++++ Provided material ++++

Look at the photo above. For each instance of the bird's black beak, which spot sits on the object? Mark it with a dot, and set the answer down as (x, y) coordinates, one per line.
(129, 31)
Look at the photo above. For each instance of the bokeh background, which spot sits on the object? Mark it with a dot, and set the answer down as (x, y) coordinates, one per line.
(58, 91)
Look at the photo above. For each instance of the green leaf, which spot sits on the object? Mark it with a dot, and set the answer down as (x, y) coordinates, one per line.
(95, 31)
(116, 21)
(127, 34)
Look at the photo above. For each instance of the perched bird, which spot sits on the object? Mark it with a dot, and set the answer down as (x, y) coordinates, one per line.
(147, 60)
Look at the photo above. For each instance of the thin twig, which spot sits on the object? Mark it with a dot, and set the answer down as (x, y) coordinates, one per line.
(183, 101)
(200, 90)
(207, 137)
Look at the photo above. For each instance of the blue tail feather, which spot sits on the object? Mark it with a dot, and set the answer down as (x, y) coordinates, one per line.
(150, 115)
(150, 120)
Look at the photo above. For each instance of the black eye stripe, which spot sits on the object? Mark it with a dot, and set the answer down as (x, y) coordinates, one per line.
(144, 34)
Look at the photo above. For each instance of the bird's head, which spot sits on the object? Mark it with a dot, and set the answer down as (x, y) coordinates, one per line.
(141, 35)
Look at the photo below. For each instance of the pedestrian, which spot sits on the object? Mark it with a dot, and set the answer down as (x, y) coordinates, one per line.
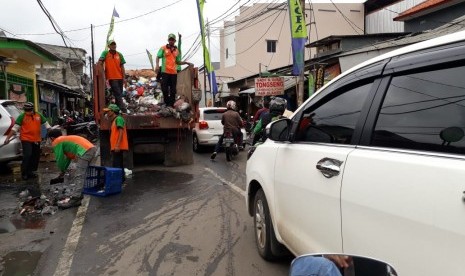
(29, 124)
(118, 135)
(113, 62)
(276, 111)
(232, 122)
(264, 109)
(66, 149)
(171, 58)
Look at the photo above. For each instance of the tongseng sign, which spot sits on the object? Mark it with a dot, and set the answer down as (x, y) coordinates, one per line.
(269, 86)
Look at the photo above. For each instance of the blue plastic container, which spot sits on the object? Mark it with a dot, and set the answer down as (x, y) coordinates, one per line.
(103, 181)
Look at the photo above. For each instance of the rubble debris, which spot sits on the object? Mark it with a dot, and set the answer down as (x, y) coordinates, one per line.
(144, 97)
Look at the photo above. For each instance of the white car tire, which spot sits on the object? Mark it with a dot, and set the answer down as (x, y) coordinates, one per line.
(264, 233)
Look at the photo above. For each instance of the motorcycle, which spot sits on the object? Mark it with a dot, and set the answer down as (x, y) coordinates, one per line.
(230, 145)
(339, 265)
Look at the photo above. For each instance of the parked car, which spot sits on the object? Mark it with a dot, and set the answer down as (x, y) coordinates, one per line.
(373, 164)
(209, 128)
(8, 114)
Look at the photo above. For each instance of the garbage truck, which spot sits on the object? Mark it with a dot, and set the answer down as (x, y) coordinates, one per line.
(152, 136)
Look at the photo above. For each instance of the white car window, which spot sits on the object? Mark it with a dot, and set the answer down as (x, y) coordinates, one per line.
(424, 111)
(12, 110)
(333, 120)
(213, 114)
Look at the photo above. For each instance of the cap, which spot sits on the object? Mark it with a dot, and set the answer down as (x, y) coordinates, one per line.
(28, 106)
(54, 133)
(112, 107)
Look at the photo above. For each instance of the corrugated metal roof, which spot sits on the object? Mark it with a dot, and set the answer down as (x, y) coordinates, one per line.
(452, 27)
(423, 7)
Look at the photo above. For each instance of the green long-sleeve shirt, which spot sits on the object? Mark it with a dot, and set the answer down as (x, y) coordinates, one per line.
(67, 148)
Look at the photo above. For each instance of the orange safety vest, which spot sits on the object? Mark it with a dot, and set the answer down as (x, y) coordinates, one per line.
(170, 60)
(31, 128)
(114, 133)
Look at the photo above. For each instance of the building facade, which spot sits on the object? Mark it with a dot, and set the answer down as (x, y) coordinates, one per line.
(259, 39)
(64, 85)
(18, 59)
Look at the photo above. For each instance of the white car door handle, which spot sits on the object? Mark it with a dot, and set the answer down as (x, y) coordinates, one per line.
(329, 167)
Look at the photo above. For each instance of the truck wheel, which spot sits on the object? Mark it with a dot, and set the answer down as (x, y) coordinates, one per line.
(264, 233)
(228, 153)
(195, 144)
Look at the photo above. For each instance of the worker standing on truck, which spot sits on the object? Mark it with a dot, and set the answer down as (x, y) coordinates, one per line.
(171, 58)
(118, 135)
(114, 71)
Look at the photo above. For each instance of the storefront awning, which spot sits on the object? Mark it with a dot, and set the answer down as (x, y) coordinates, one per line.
(289, 82)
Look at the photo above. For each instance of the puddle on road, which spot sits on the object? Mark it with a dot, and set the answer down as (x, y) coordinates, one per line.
(18, 223)
(6, 227)
(20, 263)
(28, 222)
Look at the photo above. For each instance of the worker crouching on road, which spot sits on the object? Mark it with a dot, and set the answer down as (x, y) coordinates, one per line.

++++

Exercise requirements ->
Leave out the pictures and return the listing exactly.

Result ->
Look at the photo above. For each instance of the bird's black beak, which spot sits on the object? Mark it with a dot, and set the answer down as (x, y) coordinates, one per line.
(129, 31)
Look at the photo above. For each instance of the bokeh background, which spot sits on the object? Mark it with a dot, and set the answer down as (x, y) coordinates, one per line.
(58, 91)
Look at the photo above. For each instance of the green leaf, which spot sits on the object? Mark it with a dot, and set the answer down as (x, y) coordinates, one per line.
(95, 31)
(116, 21)
(127, 34)
Look at the photo above. For each instance of the perched bird, which spot sits on the object? Mark it with a dot, and set the answer down as (x, y) coordinates, one per line.
(147, 60)
Look at the photo above. For each instance of the thin twig, which spot sits on the object? Mark it with a dot, and set the answer down as (x, y) coordinates, one per line.
(183, 101)
(200, 90)
(207, 137)
Look at the photo above. For each instance of the blue tail feather, which spot sits on the object? Mark it with a dot, and set the answer down as (x, y) coordinates, one per line.
(150, 115)
(150, 120)
Look at the photo above. For each instance of the black eye stripe, which spot sits on the object? Mark it with a dot, and set the answer down as (x, y) coordinates, one per line.
(144, 34)
Look at the photo above. For each instance of the bird's head, which spot sits on the object? Mark it with a dot, and set the answer down as (x, y) coordinates, one per line.
(141, 35)
Look at the photo below. For each instance of the pedestrian, which spot sits on the object? Mark it with a dot, and set the answer down as (x, y) coordinates, one per line.
(29, 124)
(118, 135)
(113, 62)
(276, 111)
(232, 122)
(264, 109)
(66, 149)
(171, 58)
Look at the photo above. For each instance of the tongseng sign, which spot sits on the object? Mark it with a dot, and set the answer down as (x, y) coordinates, one per line.
(269, 86)
Look at the photo above. For each instance of the blue plastic container, which spot sits on the object? Mark it with a dot, and set the answer down as (x, y) coordinates, one per line.
(103, 181)
Look at the photo above. For each instance of the rubble debris, which spot sits on the object? Mark it with a dot, and set the answer down as (x, y) coordinates, one per line.
(144, 97)
Look at the photo above. For each instance of the white car tire, which spot sits on the object? Mark it with a dot, and set the answer down as (x, y) coordinates, one per line.
(264, 233)
Look at the photo above. For each instance of the motorcycle, which spot sits on the object? Mark it with a dot, and set the answer down as (x, y) coordinates, one per line.
(230, 145)
(339, 265)
Look at the photo above. For each instance of the parked car, which spot sits on the object? Mark it with a dot, and set the answer down as (x, y) coordinates, one per line.
(373, 164)
(209, 128)
(8, 114)
Look at the photo above. For each instance of the garbage truck, which spot sits on the object? Mark it with a dot, and set the answer down as (x, y) coordinates, one per line.
(152, 136)
Look at the photo above. For each instance of the white car window, which spot sits on the object? Mark it with a dot, and set the answer down as (x, y) coordinates, one per line.
(424, 111)
(12, 110)
(333, 120)
(213, 114)
Look at the photo above. For each instance of the cap, which spot sits on the object? Mark it with a dot, and set the answer down as (x, y) coordinates, one per line.
(28, 106)
(54, 133)
(112, 107)
Look at the photo above. For each instance of the corrugated metal roof, which spot sits on the object? Mark it with a dot, and set the answer down as (x, y) coordinates, one per line.
(452, 27)
(423, 7)
Look at the photo above. For each instance of the green long-sleeve shirt, which spot sits on the object? Mark it with a dot, and set the answer down as (x, y) coordinates, one per line.
(67, 148)
Look at the photo above. For each instance of the orange safety vest, which spot sits on the object? Mark it with a dot, and set the answer down as (x, y) coordinates, one per line.
(170, 60)
(31, 128)
(114, 133)
Look at the photo above. For each instance of the building facade, which spot sits on the object? Mark it with a dot, and set the answer down as (x, y) coordinates, one per line.
(259, 39)
(64, 85)
(18, 59)
Look at the photo above. For each instance of the white car door handle, which spot sits on the object? Mark it with a dot, and set the answer down as (x, y) coordinates, one per line.
(329, 167)
Look at the photo above. For each instance of the truck wheel, which spot sits on the object? Mark it with a dot, and set the answer down as (x, y) coordinates, one per line.
(264, 233)
(228, 153)
(195, 144)
Look at the photo above. For each instance of the worker standing on truck, which spot sits on the object? Mark it with a dot, and set the answer down as (x, y) coordinates, one per line.
(171, 58)
(118, 135)
(114, 71)
Look at the photo above. For each instance of the storefront awning, which spot sits on the object? Mark it with a dot, and set the answer down as (x, y) coordinates, one per line.
(289, 82)
Look at the photo above. For each instance of the puddle on road, which spot sits on the object? Mark it with a dot, and set the answer down as (x, y) coordinates, one per line.
(18, 223)
(6, 227)
(20, 263)
(28, 222)
Look at the photo above. For each instance of the worker crouching on road, which spot sits on the object? Mark it with a dot, and set the answer down as (x, y) coordinates, one per line.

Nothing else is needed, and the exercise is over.